** BEGIN ARTICLE **
I have that line, still doesn't work. Any new ideas? And even the dhcp doesn't work, so that isn't the problem.

----------

## befa

is your router a gateway aswell?

----------

## eleanor

Yes it is!

----------

## befa

you have iptables on your gateway?

----------

## OdinsDream

I think this thread is lacking a solid understanding of your network layout. Can you describe it from the source to your computer? What devices do you have, and how are they plugged in to one another?

----------

## eleanor

Iptables hmmmmmm, I don't know. I don't even know, what this is! My router is working just fine and it understannds just fine with my computer, because my network on comuter is workink correctly (BTW: I run gentoo linux with vmware in this computer on whis network is working just fine).

----------

## OdinsDream

Ah! VMware may be your issue! It handles networking by acting as its own NATed network. I'm not sure if it passes pings along correctly.

----------

## eleanor

Yes I am aware of that, but it should still work. If not pinging, the WAN would have to work.

----------

## OdinsDream

I haven't used VMware in quite some time, but I'd suggest reviewing the VMware network settings, also make sure that the virtual IP address of your virtual Gentoo installation is on a different subnet from your actual private IP addresses.
** END ARTICLE **
** BEGIN DATASET **
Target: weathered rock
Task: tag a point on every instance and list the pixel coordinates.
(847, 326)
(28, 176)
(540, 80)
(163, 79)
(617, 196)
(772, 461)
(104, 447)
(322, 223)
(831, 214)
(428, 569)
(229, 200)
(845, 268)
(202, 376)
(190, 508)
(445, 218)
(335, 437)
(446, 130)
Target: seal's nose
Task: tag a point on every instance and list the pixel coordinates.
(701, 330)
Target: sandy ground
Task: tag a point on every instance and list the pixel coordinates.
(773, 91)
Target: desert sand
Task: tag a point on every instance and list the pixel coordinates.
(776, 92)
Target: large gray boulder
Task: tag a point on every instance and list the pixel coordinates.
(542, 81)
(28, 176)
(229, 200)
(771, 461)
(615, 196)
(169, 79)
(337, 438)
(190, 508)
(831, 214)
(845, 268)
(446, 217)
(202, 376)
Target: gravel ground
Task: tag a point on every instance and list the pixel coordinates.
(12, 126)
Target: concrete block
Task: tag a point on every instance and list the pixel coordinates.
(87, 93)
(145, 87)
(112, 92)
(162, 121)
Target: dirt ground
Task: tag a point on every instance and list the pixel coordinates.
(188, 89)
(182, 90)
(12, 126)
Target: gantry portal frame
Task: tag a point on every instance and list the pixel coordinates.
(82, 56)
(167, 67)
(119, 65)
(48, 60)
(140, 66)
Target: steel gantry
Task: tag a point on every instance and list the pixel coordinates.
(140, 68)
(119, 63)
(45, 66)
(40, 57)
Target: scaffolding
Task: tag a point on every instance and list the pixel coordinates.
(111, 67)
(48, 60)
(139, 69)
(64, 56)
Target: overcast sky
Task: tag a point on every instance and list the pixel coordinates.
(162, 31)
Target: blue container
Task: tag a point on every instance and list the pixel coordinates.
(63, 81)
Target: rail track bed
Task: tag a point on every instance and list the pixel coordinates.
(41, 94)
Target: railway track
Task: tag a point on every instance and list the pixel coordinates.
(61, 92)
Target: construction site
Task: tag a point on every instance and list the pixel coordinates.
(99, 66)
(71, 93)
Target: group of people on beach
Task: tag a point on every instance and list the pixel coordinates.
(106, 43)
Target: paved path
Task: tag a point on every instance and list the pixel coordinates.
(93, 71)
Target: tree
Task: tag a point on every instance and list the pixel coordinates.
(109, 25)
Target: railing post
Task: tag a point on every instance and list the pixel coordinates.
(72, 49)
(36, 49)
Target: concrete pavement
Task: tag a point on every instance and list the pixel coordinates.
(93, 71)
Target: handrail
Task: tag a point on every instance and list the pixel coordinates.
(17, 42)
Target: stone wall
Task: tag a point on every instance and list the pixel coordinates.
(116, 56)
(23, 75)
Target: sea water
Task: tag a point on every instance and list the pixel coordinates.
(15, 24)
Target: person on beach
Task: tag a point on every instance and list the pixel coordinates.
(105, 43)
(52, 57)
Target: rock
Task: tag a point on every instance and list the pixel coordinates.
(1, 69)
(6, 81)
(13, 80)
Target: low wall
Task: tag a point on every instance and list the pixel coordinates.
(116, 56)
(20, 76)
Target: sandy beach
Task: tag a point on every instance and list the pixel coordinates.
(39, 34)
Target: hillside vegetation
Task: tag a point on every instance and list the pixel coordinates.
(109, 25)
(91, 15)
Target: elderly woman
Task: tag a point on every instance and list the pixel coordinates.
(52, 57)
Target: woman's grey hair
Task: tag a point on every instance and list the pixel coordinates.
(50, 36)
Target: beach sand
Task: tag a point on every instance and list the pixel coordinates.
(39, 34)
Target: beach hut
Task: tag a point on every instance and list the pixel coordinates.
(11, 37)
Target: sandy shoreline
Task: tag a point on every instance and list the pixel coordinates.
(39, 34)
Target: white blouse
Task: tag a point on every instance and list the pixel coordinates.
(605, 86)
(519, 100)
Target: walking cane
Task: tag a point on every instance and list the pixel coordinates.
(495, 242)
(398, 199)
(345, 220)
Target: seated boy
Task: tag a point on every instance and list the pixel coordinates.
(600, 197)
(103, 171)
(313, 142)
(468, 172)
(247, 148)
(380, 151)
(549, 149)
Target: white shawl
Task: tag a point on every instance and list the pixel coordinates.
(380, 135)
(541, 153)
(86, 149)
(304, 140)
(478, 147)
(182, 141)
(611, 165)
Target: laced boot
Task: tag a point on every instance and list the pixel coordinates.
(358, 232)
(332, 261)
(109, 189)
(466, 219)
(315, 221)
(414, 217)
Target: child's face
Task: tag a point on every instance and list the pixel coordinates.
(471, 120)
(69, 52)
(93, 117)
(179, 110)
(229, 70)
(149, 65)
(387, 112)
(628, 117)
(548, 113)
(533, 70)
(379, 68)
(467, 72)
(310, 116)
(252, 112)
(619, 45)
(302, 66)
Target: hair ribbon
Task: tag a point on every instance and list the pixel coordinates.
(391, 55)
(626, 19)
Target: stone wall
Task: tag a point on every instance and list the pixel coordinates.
** END DATASET **
## TASKS FOR THIS EXERCISE
**A.** In the forum thread about the network problem, how does VMware handle networking, according to OdinsDream?
**B.** From the forum thread above, quote the part that opens with the words containing "Ah! VMware may" and closes with "private IP addresses.".
**C.** Can you continue the forum thread about the VMware network problem from its last post onward?

## PER-TASK ANSWERS
**A.** It acts as its own NATed network.

**B.**
Ah! VMware may be your issue! It handles networking by acting as its own NATed network. I'm not sure if it passes pings along correctly.

----------

## eleanor

Yes I am aware of that, but it should still work. If not pinging, the WAN would have to work.

----------

## OdinsDream

I haven't used VMware in quite some time, but I'd suggest reviewing the VMware network settings, also make sure that the virtual IP address of your virtual Gentoo installation is on a different subnet from your actual private IP addresses.

**C.**
----------

## eleanor

I don't understand one thing and IO hope you would explain it to me. When I booted gentoo from livecd in vmware, the network was working just fine. And when I booted gentoo (already installed) I configured the same options as in livecd and it didn't work. So why it would be that poblem: make sure that the virtual IP address of your virtual Gentoo installation is on a different subnet from your actual private IP addresses.

----------

## eleanor

Hmmm, can somebody explain it to me?

----------

## OdinsDream

I've always had bad luck with multiple NATs when they all use IP addresses in the same subnet (say, 192.168.2.X). I'm really not sure how VMware sets this up by default, but I'd guess that this has something to do with your problem. Just a thought.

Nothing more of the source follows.